§ **Written task**
Which lines run from the one containing "In this exercise you will find the gray" to the end of the entries? Quote them exactly, and nothing else.

Dataset rows on where objects appear
** START **
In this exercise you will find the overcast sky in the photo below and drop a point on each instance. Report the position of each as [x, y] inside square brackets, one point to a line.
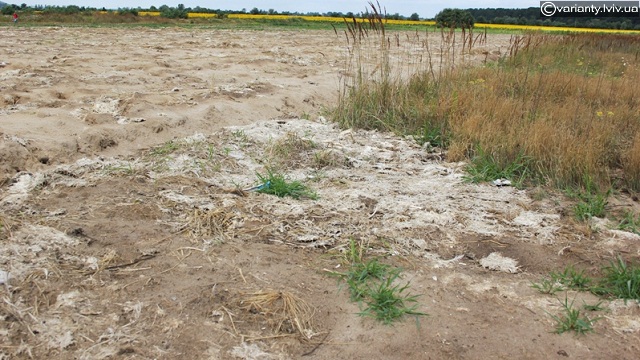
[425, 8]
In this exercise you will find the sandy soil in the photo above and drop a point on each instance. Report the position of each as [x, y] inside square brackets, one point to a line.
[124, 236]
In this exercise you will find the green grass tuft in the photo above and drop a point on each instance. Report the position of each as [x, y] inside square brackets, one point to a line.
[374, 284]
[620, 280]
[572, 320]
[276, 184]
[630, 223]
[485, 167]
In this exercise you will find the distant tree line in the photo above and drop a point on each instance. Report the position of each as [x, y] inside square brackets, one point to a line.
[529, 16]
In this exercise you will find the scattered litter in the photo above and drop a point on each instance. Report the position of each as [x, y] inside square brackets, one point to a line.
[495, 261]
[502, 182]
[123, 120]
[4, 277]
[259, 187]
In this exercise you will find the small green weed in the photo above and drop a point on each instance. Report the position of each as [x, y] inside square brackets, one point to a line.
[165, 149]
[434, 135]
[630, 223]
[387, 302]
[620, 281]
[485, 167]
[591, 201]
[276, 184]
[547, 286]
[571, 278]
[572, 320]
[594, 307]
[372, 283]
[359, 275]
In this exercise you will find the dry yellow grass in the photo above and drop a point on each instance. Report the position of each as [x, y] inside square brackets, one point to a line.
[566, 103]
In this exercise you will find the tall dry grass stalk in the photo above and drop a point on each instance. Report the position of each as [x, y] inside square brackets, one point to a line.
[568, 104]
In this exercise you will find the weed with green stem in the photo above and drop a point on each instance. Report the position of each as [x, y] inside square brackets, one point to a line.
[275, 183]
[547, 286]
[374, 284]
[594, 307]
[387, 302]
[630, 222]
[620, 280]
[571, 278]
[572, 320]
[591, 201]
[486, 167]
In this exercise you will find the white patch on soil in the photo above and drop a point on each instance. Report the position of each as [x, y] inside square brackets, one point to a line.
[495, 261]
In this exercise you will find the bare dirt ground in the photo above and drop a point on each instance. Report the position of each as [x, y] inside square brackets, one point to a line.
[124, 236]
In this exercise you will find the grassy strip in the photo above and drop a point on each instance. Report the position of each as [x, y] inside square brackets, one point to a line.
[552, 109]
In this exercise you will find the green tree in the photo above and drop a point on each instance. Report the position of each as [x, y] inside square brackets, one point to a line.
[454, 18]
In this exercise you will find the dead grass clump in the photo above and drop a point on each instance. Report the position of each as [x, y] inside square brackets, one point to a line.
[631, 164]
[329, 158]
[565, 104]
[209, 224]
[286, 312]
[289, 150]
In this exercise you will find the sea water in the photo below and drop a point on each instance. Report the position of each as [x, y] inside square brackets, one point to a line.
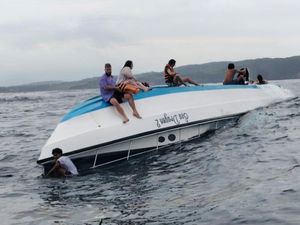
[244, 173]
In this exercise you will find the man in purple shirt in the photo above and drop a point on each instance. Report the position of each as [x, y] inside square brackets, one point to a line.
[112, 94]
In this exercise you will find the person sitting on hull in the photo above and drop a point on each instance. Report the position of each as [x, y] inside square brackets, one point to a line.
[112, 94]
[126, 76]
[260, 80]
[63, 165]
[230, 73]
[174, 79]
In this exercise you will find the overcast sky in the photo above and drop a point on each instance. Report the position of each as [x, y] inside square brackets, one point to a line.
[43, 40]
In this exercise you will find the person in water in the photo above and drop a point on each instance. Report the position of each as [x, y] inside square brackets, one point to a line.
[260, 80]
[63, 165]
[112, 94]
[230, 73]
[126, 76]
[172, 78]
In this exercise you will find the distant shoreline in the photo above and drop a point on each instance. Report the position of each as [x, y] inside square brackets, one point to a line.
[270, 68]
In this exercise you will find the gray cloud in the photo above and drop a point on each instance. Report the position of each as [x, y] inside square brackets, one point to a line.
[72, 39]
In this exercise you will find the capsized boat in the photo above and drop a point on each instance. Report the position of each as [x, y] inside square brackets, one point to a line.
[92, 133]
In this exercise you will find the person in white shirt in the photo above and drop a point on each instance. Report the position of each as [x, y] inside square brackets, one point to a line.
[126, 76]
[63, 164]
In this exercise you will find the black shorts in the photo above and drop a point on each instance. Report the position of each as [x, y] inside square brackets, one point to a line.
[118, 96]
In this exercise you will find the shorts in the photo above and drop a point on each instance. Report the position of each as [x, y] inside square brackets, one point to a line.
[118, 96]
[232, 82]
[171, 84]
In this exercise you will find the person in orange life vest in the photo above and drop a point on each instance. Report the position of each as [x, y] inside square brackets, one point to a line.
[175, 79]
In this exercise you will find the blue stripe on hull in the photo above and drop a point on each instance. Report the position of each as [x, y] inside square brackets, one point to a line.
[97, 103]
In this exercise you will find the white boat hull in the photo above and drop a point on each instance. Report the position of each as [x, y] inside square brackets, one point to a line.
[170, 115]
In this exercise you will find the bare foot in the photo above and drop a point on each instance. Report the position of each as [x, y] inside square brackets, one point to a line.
** END **
§ **Solution to the exercise**
In this exercise you will find the gray cloud in the photo above and drop a point on each instance. Report the position of each as [x, y] inside square brackets, one point to a line.
[72, 39]
In this exercise you will find the capsized boat in the photo above and drop a point on each instance. Report the position of each as [x, y] inside square brackets, one point to a line.
[92, 133]
In this exercise you will find the person in white shirt in the photo above and drop a point on each instance. Report the position of each as [x, y] inside square brackets, one point to a line.
[126, 76]
[63, 164]
In this exercise you will find the black shorts in the photo above and drop a point on each instance. Report the position of each as [x, y] inside square brackets, one point to a line.
[118, 96]
In this exercise you will find the shorts in the photo above and drop a point on each instance. Report the position of each as [x, y] inside square brackets, one point to a line.
[118, 96]
[232, 82]
[171, 84]
In this exercise you will find the person in orange life vest in the photo above and drop a point on each instance. Report the position of each as [x, y] inside square brackets, one point to a line.
[175, 79]
In this exercise you will find the blue stripe on hull in the photo above and drop a point on each instance. Report the position of each as [x, y] inside square brackets, one point to a line.
[97, 103]
In this exercise you will find the white boat hull in the photo above and drop a point on each instance. Report the position of each as [x, y] inside square brackets, one point to a line.
[170, 115]
In this exercise you will find the bare foot in the photo above and drop a point on each instance. Report the position of each as [x, y] inside square brackets, one point to a line.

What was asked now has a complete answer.